◆ **Exercício breve**
Prossiga o texto extraído sobre o recurso do arguido para o Tribunal Constitucional a partir da última frase apresentada.

◆ **Texto extraído**

-----

2. O arguido interpôs recurso para o Tribunal Constitucional, vindo, neste Tribunal, a ser proferida a decisão sumária nº 50/2013, em que se decidiu não conhecer do recurso apresentado por ineptidão do requerimento de interposição de recurso.
O recorrente, reclamou dessa decisão sumária para a Conferência, impulso conhecido e decidido pelo Acórdão nº 112/2013, no sentido do seu indeferimento e da confirmação da decisão sumária nº 50/2013.
Veio, então, o recorrente arguir a nulidade e requerer a retificação ou correção desse acórdão, o que foi indeferido pelo Acórdão nº 185/2013, de 20 de março de 2013.

-----

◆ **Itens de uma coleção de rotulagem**
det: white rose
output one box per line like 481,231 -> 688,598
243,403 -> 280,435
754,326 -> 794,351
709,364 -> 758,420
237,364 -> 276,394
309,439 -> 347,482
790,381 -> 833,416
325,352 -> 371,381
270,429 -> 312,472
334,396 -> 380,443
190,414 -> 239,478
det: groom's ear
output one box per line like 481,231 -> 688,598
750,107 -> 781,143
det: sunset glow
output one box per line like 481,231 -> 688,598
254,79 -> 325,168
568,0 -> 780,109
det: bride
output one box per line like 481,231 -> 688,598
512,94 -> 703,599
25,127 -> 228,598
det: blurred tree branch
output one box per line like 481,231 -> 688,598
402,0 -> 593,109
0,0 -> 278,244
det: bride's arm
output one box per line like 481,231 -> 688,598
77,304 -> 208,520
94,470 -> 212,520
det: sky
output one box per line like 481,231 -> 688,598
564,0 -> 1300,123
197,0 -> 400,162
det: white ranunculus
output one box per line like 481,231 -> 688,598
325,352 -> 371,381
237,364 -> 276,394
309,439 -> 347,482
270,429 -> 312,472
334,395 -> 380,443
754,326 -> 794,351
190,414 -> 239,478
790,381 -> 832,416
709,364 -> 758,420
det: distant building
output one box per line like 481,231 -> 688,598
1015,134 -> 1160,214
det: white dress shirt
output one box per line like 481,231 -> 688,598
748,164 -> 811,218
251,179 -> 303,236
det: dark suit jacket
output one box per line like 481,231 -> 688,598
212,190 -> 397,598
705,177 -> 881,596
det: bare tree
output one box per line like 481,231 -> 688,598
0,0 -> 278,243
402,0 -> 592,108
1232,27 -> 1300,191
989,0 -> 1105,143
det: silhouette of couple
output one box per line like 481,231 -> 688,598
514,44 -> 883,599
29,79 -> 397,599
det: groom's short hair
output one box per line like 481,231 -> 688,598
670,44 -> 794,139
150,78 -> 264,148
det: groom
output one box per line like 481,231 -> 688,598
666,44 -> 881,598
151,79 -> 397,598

-----

◆ **Resultado final**
3. Nessa sequência, em 5 de abril de 2011, veio o recorrente A., dirigindo-se ao “Ex.mo Senhor Presidente”, formular o seguinte requerimento:
“1. Nos presentes autos (Reclamação para a Conferência e Requerimento de Fls…, que aqui se dão por transcritos) vão suscitadas questões que integram claras divergências jurisprudências - em matéria de constitucionalidade – nesse Alto Tribunal, as quais importa evitar.
2. Acresce que, a própria natureza da questão a decidir assume especial relevo em matéria de interposição e admissão de recurso para o Tribunal Constitucional.
Pelo que antecede, dada a excecionalidade da questão, vem trazê-la ao conhecimento de Vª Exª para os fins tidos por adequados e convenientes, designadamente tendo em vista, ainda, uma intervenção do Plenário, no caso dos autos em apreço.”
4. Sobre esse requerimento recaiu, em 17 de abril de 2013, o seguinte despacho:
“Veio o recorrente, na sequência do Acórdão nº 185/2013, requerer que se suscite “uma eventual intervenção do Plenário”, invocando, para tanto, “a excecionalidade da questão de que se trata”.
O Ministério Público tomou posição pelo indeferimento do requerido, face ao disposto nos nºs 1 e 2 do artigo 79ºA, da LTC.
Cumpre apreciar e decidir.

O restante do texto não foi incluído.